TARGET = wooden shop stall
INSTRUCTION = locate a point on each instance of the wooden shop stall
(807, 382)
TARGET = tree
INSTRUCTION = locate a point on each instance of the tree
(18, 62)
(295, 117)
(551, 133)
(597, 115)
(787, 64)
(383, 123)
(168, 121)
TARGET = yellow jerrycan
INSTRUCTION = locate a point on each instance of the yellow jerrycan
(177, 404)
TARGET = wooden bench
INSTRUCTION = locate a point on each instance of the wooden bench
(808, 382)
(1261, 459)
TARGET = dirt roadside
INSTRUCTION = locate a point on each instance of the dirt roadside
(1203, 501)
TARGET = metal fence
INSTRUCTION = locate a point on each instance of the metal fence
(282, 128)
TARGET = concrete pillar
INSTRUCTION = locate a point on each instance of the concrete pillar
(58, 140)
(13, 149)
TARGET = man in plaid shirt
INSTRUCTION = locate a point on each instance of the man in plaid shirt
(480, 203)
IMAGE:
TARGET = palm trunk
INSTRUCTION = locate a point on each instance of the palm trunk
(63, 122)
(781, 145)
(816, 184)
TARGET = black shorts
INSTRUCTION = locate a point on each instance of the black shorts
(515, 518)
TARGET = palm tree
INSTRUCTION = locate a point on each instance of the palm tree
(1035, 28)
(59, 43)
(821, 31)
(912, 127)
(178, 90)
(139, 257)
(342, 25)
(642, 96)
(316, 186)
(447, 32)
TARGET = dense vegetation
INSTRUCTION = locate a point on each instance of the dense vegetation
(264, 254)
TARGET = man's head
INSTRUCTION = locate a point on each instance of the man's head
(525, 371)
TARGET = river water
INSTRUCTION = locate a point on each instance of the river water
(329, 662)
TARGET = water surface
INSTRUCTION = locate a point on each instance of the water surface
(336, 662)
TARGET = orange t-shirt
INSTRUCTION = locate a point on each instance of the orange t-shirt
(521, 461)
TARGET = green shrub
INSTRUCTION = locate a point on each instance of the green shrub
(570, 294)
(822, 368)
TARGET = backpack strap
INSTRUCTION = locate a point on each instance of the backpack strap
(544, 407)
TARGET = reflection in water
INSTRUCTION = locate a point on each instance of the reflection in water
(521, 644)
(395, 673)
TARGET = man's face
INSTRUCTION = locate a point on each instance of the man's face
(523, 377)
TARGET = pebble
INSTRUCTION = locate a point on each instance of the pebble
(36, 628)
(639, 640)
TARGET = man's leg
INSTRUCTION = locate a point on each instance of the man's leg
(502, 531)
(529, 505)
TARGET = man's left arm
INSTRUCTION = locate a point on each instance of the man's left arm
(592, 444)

• **Task brief**
Can you reproduce all of the records above line for line, with nothing changed?

• **Exercise solution**
TARGET = wooden shop stall
INSTRUCTION = locate a point on each instance of the wooden shop stall
(807, 382)
TARGET = tree
INSTRUCTION = locate a point on each instance of the tree
(18, 62)
(295, 117)
(551, 133)
(597, 115)
(787, 64)
(383, 123)
(168, 121)
TARGET = yellow jerrycan
INSTRUCTION = locate a point on each instance of the yellow jerrycan
(177, 404)
TARGET = wooden bench
INSTRUCTION = locate a point on each instance of the wooden bench
(808, 382)
(1261, 459)
TARGET = dirt roadside
INSTRUCTION = locate a point on each instance of the dirt roadside
(1203, 501)
TARGET = metal fence
INSTRUCTION = locate a point on each instance of the metal fence
(282, 128)
TARGET = concrete pillar
INSTRUCTION = locate a point on each instance of the concrete pillar
(58, 140)
(13, 149)
TARGET = man in plaid shirt
INSTRUCTION = locate a point on each instance of the man in plaid shirt
(480, 203)
IMAGE:
TARGET = palm trunk
INSTRUCTION = locate a point on each instance of the palm trunk
(63, 122)
(781, 145)
(816, 184)
TARGET = black shorts
INSTRUCTION = locate a point on each instance of the black shorts
(515, 518)
TARGET = palm tree
INSTRUCTION = locate a point on each instance of the palm tree
(1035, 28)
(59, 43)
(821, 31)
(912, 127)
(178, 90)
(139, 257)
(342, 25)
(642, 96)
(316, 186)
(447, 32)
TARGET = dense vegetation
INSTRUCTION = locate a point on each instance of the dense vegetation
(264, 254)
TARGET = man's head
INSTRUCTION = locate a point on each instance of the man's head
(525, 371)
TARGET = river water
INSTRUCTION = locate a point on each instance of the river water
(329, 662)
TARGET = water surface
INSTRUCTION = locate a point on each instance of the water surface
(336, 662)
TARGET = orange t-shirt
INSTRUCTION = locate a point on each instance of the orange t-shirt
(521, 461)
TARGET = green shrub
INSTRUCTION = locate a point on each instance of the green shrub
(570, 294)
(822, 368)
TARGET = backpack strap
INSTRUCTION = locate a point on each instance of the backpack strap
(544, 407)
TARGET = reflection in water
INSTRUCTION = locate a point on each instance of the reflection in water
(521, 644)
(395, 673)
TARGET = man's face
INSTRUCTION = locate a point on each instance of the man's face
(523, 377)
TARGET = pebble
INSTRUCTION = locate a point on each instance of the pebble
(36, 628)
(639, 640)
TARGET = man's leg
INSTRUCTION = locate a point on each instance of the man's leg
(502, 531)
(529, 505)
TARGET = man's left arm
INSTRUCTION = locate a point on each instance of the man's left arm
(592, 444)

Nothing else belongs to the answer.